## Extract
━━━━━━━━━━━━━━━━━━━━

Anyhow, now I want to do a big neighborhood cleanup with my club, around the school and my compound this saturday morning. We can throw all we can into the hole, so far even the crazy wind we have hasnt blown any of it back out again, and then butn it there. I think that if people see its positive effect, this trash 'management system' of burn pits and separating dangerous stuff can be extended to other neighborhoods and areas in my village. As they sort out burn stuff from dangerous stuff the leftover pile they creat will in effect be a compost pile. This can be extended into thier gardens or fields and as I said we can demo this in the future school garden.

I think there is a lot of potential in this. I am excited as to what will happen either way. Oh my this a long post. There are lots of pictures, I put up some of them on my picture site, check it out.

Note: i have a bunch of back dated blog entries that are half finished that i will get to at some point and post, so look out!

Tuesday, April 21, 2009

Village Mangoes

The mango trees are growing heavy with fruit in my village this time of year and me and many other volunteers are terribly excited. Soon the markets will be flush with them and mangoes will be eaten seeming without end. My village itself has a fair number of mango trees, a couple near the school, a couple near the kindergarten, maybe more than a dozen scattered arround within walkind distance from my door. The mangoes really started to plump up and look good last month though in my village most are still pretty small. While the small green mangoes are very tart, some are tolerable to be eaten. The children in the village are ALL about them right now. Whenever they have free time they can be found hurling sticks and rocks at the trees, striping them and collecting as many tragically unripe fruits as they can. They then take bites out of all of them, usually finding half of them inedible and throwing them on the ground, and the rest they share. I am not sure about the helath issues with these unripe mangoes but they do cause mouth sores at the least. What i really dont understand is that the village just lets them do it. Those are hundreds of mangos that once mature will be a great source of income and nourishment by all. Money thrown on the ground for cripes sake! That just leads to the fatalist view of the world that id rather not get into right now.

Monday, April 20, 2009

Village Weddings

There was just a wedding in my village. Yesterday actually. It wa not my first wedding. I have been to a handful. Also baptisms and funerals. But I feel I should write a bit about Senegalese weddings. Well, from my outside, naive, ignorant perspective.

I do not like Senegalese weddings. Well, let me rephrase- I do not like wedding when they go on next door to my hut and I would rather be doing other things. But i digress. Weddings are characterized by a few things: like every party or celebration, the day seems to center around lunch, at least that is what many of the women spend the most time on, people arrive and wait for and leave after. This is you usual greesy rice, a few veggies and a chunk or two of meat. A wedding does have other fun things though too, lets see...

At this one, as the wedding was on a sunday, random people started arriving saturday, mostly (as far as i can tell) to get ready for the food making and whatnot. A tent is erected and chairs appear from mysterious sources, and then... my personal favorite (not), the griots arrive. Kids start singing around dinner time. As my neighbor is getting married and a large open space sits between our compounds, a natural place for folks to gather and dance is there, about thriry yards from my hut. A generator cranks on soon there after, promising longer and louder entertainment to come. At an earlier time (before this all begain to bore me), I would be interested in watching the fun. Now... not so much (ok, i am a grinch, sorry). At first the generators power up some lights and the drums get going. The drums are punctuated by dancing and clapping and laughing, general endless merriment. A little before midnight a guitar is plugged into an amplifier and then a microphone is plugged in too. Singing as a high pitched yell is not my personal favorite style, especially when i am trying to sleep. This goes until a little after four in the morning. Then the generator is turned off, i suppose to save gas for the comming day. But the druming continues, the singing and clapping continues until, and this will always amaze me, until a little after seven, well after sunrise.

━━━━━━━━━━━━━━━━━━━━

## Records provided
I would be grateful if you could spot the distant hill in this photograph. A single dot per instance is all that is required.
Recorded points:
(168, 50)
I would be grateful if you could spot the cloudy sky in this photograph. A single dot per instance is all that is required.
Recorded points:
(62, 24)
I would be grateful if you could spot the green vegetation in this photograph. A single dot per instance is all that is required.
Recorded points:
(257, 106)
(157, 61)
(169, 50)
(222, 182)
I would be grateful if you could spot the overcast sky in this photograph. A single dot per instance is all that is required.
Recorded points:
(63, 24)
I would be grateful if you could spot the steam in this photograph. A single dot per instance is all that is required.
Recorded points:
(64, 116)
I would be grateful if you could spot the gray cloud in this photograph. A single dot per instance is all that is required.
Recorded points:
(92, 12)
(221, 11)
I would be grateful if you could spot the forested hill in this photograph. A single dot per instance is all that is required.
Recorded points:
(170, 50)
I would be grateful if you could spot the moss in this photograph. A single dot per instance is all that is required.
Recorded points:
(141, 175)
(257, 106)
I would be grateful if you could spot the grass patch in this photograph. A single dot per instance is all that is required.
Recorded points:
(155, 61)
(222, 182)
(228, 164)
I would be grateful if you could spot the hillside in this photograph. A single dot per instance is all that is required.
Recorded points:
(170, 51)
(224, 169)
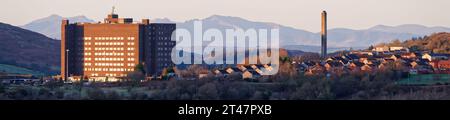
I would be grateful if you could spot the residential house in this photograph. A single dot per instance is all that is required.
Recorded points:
(432, 57)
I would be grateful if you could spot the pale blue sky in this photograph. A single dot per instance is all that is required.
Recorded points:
(303, 14)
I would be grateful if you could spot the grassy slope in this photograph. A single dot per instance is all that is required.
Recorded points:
(18, 70)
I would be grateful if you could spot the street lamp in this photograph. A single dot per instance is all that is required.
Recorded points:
(67, 64)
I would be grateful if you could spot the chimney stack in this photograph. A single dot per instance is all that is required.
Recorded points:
(324, 35)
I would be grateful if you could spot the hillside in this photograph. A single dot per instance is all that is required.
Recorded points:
(437, 43)
(27, 49)
(51, 25)
(18, 70)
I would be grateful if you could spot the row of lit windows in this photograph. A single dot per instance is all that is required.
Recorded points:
(130, 43)
(110, 64)
(130, 59)
(102, 48)
(164, 59)
(113, 54)
(164, 48)
(114, 75)
(108, 38)
(109, 59)
(165, 43)
(109, 69)
(108, 43)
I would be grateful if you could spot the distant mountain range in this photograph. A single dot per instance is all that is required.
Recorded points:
(51, 25)
(28, 49)
(290, 38)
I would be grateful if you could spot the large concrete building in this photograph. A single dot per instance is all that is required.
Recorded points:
(324, 35)
(110, 50)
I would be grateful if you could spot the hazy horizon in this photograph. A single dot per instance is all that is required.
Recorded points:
(301, 14)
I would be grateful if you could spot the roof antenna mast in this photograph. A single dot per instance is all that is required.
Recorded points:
(113, 9)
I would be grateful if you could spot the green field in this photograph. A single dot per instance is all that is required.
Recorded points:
(427, 79)
(18, 70)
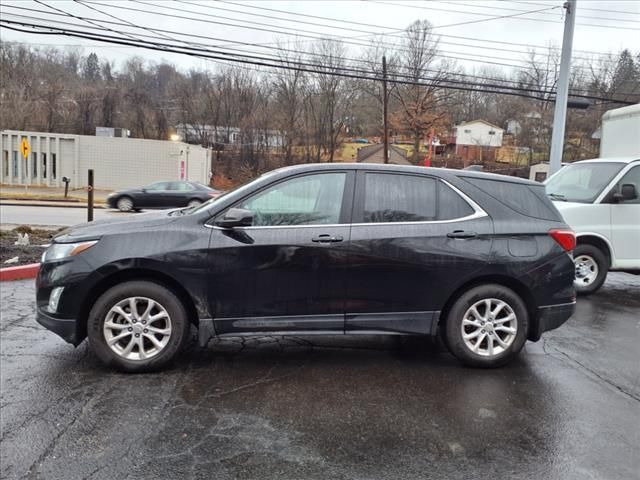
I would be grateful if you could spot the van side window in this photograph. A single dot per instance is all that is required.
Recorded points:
(631, 177)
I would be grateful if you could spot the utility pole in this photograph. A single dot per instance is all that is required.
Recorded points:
(385, 101)
(560, 113)
(90, 196)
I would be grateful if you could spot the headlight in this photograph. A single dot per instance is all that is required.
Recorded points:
(58, 251)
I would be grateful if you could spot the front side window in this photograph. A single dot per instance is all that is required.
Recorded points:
(632, 177)
(399, 198)
(307, 200)
(158, 187)
(181, 186)
(581, 182)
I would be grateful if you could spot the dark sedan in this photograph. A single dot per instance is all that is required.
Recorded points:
(162, 195)
(320, 249)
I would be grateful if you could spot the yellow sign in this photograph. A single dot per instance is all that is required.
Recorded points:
(25, 148)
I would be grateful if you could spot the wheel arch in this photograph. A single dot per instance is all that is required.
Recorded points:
(597, 241)
(503, 280)
(134, 274)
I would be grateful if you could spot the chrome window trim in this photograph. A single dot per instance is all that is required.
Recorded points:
(478, 212)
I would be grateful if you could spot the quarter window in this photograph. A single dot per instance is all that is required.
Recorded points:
(410, 198)
(632, 177)
(181, 186)
(308, 200)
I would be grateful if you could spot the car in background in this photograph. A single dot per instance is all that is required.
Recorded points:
(600, 201)
(483, 259)
(162, 195)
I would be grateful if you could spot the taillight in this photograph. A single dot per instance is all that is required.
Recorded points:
(566, 238)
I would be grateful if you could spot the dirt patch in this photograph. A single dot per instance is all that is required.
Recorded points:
(26, 253)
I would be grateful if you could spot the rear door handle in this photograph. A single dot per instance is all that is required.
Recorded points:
(461, 234)
(326, 238)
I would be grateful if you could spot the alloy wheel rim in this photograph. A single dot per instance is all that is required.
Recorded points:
(125, 204)
(137, 328)
(489, 327)
(586, 270)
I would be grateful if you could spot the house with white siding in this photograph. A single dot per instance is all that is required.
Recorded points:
(478, 140)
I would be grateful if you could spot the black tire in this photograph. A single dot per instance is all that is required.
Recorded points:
(453, 327)
(594, 257)
(125, 204)
(177, 321)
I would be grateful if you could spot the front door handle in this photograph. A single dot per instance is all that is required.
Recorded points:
(461, 234)
(326, 238)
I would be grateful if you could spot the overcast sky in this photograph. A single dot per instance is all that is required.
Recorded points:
(601, 25)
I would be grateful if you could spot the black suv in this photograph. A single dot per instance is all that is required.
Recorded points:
(485, 260)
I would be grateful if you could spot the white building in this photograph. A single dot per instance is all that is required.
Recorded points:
(117, 162)
(480, 133)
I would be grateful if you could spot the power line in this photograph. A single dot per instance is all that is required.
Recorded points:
(389, 28)
(518, 16)
(443, 42)
(209, 46)
(305, 33)
(502, 81)
(446, 54)
(287, 66)
(581, 7)
(477, 5)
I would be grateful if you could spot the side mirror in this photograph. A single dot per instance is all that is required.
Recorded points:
(627, 192)
(235, 217)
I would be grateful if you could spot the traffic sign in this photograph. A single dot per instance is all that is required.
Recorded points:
(25, 148)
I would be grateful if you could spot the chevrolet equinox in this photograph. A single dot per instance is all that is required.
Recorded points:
(482, 260)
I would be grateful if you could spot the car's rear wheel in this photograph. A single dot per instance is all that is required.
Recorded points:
(591, 268)
(137, 326)
(487, 326)
(125, 204)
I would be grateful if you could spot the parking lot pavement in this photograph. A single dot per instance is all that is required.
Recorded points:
(328, 407)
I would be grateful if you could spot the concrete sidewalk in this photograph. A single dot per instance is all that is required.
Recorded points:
(48, 203)
(36, 192)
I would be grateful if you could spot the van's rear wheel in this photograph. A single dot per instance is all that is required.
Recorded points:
(591, 268)
(487, 326)
(137, 326)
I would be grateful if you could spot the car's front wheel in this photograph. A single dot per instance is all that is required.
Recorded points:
(487, 326)
(591, 268)
(137, 326)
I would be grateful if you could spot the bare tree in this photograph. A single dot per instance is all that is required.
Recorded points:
(419, 101)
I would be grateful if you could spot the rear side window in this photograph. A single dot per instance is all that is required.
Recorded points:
(525, 199)
(410, 198)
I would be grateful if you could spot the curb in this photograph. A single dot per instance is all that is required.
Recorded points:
(28, 203)
(21, 272)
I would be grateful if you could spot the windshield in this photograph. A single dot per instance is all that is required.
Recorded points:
(581, 182)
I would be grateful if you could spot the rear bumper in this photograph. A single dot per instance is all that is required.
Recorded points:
(550, 317)
(66, 328)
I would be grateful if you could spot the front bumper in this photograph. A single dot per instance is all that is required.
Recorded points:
(66, 328)
(550, 317)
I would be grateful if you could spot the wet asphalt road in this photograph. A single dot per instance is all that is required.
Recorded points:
(328, 407)
(60, 216)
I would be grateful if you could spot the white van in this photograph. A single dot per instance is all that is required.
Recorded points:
(600, 200)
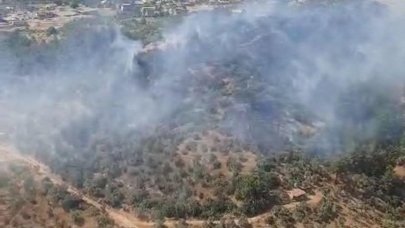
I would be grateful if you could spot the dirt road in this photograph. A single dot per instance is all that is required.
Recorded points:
(120, 217)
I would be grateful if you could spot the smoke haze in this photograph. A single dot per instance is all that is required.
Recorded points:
(274, 58)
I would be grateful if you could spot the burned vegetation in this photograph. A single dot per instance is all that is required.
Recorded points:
(249, 122)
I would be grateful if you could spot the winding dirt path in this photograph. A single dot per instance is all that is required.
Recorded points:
(121, 218)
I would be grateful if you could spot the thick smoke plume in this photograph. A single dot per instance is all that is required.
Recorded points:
(274, 57)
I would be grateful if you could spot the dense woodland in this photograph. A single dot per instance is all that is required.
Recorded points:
(239, 137)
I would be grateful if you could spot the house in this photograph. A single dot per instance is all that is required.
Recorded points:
(149, 11)
(134, 7)
(297, 194)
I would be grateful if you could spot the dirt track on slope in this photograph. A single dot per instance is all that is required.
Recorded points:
(120, 217)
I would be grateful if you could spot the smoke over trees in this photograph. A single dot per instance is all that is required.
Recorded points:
(111, 116)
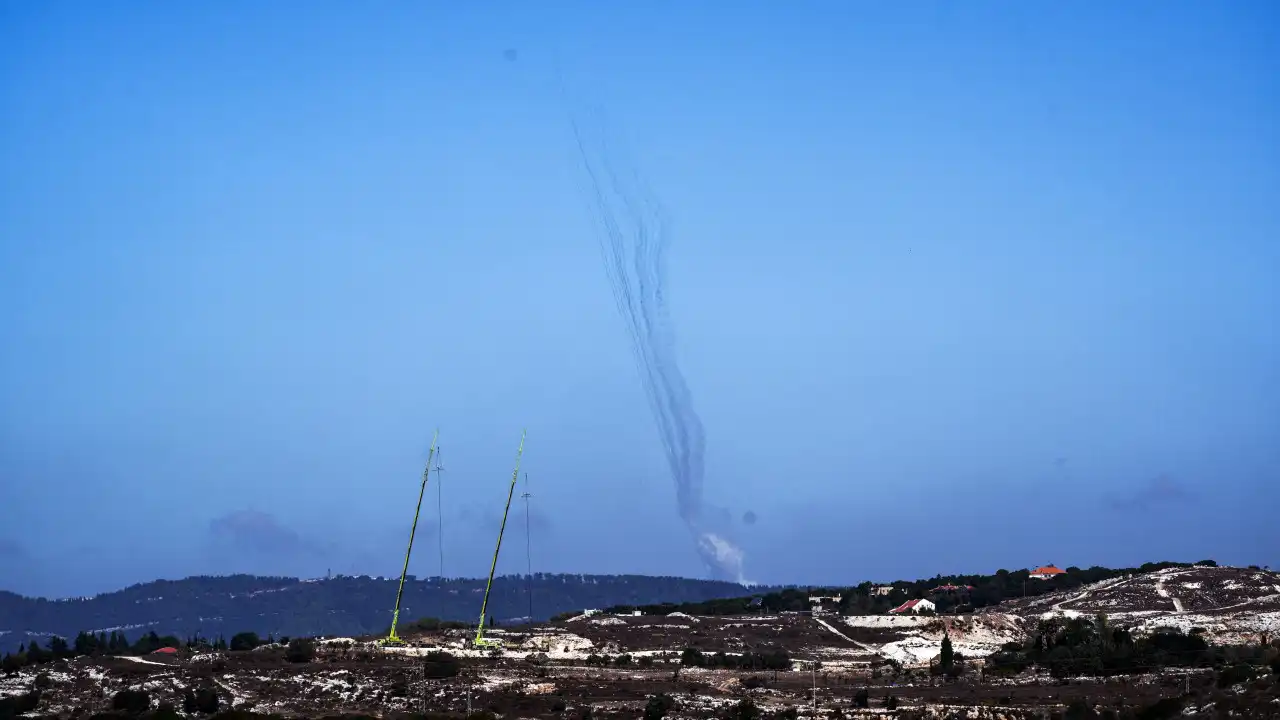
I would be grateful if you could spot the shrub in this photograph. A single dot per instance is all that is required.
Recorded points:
(753, 682)
(439, 665)
(300, 650)
(862, 698)
(245, 641)
(132, 701)
(744, 709)
(658, 706)
(204, 700)
(1234, 675)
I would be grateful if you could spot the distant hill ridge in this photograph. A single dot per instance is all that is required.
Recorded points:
(341, 605)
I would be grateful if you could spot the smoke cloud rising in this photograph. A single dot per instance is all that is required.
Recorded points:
(631, 229)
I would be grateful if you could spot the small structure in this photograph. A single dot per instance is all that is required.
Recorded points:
(819, 602)
(914, 606)
(1046, 573)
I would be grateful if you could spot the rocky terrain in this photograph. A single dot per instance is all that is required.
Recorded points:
(702, 666)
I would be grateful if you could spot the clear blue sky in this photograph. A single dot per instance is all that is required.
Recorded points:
(956, 286)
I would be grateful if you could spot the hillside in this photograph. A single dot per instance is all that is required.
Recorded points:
(1228, 605)
(344, 606)
(1027, 659)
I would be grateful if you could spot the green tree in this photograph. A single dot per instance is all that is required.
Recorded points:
(658, 706)
(947, 660)
(300, 650)
(132, 701)
(245, 641)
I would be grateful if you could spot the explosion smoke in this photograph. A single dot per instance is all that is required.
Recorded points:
(631, 229)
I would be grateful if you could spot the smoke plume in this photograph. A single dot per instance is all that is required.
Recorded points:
(631, 229)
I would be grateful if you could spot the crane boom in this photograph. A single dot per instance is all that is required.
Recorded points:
(515, 477)
(393, 638)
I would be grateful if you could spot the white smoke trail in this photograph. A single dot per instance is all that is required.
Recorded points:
(631, 231)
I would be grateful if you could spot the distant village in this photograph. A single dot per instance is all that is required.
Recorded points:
(927, 605)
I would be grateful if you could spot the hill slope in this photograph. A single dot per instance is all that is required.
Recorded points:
(342, 606)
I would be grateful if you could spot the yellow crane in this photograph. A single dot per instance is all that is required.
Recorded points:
(480, 639)
(393, 638)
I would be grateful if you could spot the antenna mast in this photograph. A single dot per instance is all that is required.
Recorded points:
(529, 554)
(393, 638)
(515, 477)
(439, 509)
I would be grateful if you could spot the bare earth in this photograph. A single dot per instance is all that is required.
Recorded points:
(545, 671)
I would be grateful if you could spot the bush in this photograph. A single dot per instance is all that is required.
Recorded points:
(245, 641)
(439, 665)
(743, 710)
(16, 706)
(1234, 675)
(658, 706)
(204, 700)
(1079, 710)
(132, 701)
(165, 712)
(300, 650)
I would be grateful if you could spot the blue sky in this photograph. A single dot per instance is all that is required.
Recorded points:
(955, 287)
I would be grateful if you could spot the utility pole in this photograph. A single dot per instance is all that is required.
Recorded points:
(814, 669)
(529, 554)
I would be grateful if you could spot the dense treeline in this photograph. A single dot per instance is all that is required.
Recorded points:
(117, 643)
(970, 592)
(1082, 646)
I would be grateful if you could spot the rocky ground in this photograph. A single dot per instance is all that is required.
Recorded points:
(557, 670)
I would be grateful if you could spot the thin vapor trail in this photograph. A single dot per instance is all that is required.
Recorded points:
(632, 236)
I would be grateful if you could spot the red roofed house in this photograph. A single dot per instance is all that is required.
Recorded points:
(1046, 572)
(914, 606)
(951, 588)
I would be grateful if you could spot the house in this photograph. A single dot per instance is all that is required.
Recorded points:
(1046, 573)
(914, 606)
(819, 602)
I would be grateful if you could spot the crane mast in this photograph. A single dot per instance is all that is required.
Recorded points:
(515, 477)
(393, 638)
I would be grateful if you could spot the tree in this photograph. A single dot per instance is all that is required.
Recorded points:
(245, 641)
(58, 647)
(438, 665)
(862, 698)
(300, 650)
(204, 700)
(947, 660)
(658, 706)
(86, 643)
(132, 701)
(744, 709)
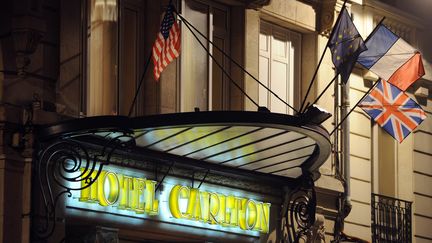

━━━━━━━━━━━━━━━━━━━━

## Task requirements
(a) Answer these questions about the village blog, one line each:
(i) On what morning does the writer plan the neighborhood cleanup with the club?
(ii) What does the writer say the unripe mangoes cause, at the least?
(iii) Until about what time does the drumming at the wedding continue?
(b) Extend the village blog past its final sentence with one or two paragraphs in the same casual voice.

## Answers to the problems
(a)
(i) Saturday morning.
(ii) Mouth sores.
(iii) Until a little after seven, well after sunrise.

(b)
Needless to say, I do not greet the morning bright eyed and cheery.

Then there comes the folks gathering, sitting, greeting, talking. Folks tend to sit in groups and make tea too. I try to sit with some of the old guys in the village that I know best and ask random questions or get vocab. I usually give a couple dollars into the comunity gift to the family to pay for the wedding. There certainly is not a lack of things to pay for: food and meat, the music, entertainment and griots, the rented tent, rented chairs, rented cooking pots, the bridal makeup and hair, transport, perhaps firewood, other random wedding presents and things too. This money is collected in a variety of different places and forms, some more formally, some with a griot anouncing your name and father and how much you have given and sentiments, some more anonymous. Personally I like to go more on the un-noticed side.

There are also gifts given that have to be shown off. In adition to money, people often give fabric for whatever purpose you want to make with it. Also piles of bowls and buckets, brooms and rice, cookware and even some furnature must be displayed and talked about. People gater in a large circle around the tent while a griot anounces all, drums punctuating and people shouting encouragements.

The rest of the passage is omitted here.